**SET PROBLEM:** Extract each line of the items below that contains the word "green", matching uppercase and lowercase exactly.

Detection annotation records
★ ★ ★ ★
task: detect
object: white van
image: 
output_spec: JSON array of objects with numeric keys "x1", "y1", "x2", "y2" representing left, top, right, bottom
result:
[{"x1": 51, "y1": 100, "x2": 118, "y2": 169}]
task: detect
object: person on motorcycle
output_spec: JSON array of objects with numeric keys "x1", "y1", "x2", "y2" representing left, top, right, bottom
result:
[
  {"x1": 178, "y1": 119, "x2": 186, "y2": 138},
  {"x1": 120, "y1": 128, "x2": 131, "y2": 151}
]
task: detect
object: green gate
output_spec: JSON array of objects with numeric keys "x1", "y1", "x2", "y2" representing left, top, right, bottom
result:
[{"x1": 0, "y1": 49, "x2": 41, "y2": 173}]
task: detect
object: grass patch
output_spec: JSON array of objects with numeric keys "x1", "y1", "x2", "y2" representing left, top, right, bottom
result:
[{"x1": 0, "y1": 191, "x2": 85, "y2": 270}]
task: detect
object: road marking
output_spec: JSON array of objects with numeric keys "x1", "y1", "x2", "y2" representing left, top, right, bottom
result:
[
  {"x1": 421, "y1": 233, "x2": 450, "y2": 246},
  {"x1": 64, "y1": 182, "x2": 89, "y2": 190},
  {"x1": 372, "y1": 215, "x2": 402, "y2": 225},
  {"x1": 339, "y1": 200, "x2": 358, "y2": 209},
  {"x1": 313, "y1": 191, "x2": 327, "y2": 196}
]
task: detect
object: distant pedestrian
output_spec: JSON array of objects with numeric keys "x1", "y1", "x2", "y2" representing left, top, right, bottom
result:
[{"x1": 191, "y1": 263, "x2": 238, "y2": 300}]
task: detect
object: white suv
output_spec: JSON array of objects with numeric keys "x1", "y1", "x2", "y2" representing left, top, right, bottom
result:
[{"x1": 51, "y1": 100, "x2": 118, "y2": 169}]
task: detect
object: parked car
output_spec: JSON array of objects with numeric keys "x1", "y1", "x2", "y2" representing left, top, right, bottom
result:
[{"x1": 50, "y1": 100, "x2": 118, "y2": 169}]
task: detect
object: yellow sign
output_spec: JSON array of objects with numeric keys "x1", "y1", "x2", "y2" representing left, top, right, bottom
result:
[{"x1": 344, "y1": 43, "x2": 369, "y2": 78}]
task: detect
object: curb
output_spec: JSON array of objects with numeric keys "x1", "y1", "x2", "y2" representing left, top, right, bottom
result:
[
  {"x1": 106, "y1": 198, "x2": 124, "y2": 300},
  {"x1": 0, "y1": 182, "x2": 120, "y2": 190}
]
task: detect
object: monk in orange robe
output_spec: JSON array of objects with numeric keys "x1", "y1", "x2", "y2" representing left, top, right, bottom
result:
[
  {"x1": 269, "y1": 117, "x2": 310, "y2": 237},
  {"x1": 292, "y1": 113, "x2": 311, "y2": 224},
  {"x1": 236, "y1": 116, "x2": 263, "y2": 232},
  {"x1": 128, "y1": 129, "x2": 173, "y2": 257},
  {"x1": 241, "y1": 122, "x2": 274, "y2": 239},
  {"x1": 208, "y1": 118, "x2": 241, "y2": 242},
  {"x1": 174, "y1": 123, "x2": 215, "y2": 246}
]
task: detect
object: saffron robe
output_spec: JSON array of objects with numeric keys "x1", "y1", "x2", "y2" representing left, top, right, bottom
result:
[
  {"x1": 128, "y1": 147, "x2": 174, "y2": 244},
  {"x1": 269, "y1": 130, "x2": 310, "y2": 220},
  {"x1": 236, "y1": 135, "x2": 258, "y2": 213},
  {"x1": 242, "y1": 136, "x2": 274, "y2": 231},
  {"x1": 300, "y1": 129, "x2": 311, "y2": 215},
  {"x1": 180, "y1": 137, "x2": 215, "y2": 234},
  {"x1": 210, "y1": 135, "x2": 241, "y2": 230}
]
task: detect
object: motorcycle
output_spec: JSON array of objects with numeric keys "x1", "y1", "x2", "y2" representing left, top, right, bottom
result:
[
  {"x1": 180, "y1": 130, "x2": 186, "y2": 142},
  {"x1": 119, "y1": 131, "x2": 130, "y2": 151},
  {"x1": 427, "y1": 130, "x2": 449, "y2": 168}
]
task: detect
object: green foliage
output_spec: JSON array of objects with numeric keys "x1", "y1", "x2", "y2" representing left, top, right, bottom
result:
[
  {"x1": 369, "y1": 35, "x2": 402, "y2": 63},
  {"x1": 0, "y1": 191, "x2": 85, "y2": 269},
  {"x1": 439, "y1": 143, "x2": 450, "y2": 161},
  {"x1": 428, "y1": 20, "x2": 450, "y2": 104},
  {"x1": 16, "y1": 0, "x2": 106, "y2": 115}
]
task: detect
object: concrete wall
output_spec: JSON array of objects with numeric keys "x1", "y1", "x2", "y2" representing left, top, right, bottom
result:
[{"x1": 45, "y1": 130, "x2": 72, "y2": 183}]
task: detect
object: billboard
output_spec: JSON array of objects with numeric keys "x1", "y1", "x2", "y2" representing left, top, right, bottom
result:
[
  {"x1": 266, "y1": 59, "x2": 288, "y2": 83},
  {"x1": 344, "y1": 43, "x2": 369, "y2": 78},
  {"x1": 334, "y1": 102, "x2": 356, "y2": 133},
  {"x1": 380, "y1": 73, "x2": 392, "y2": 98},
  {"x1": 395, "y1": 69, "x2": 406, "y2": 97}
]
★ ★ ★ ★
**ANSWER TO THE TASK:**
object: green gate
object: green foliage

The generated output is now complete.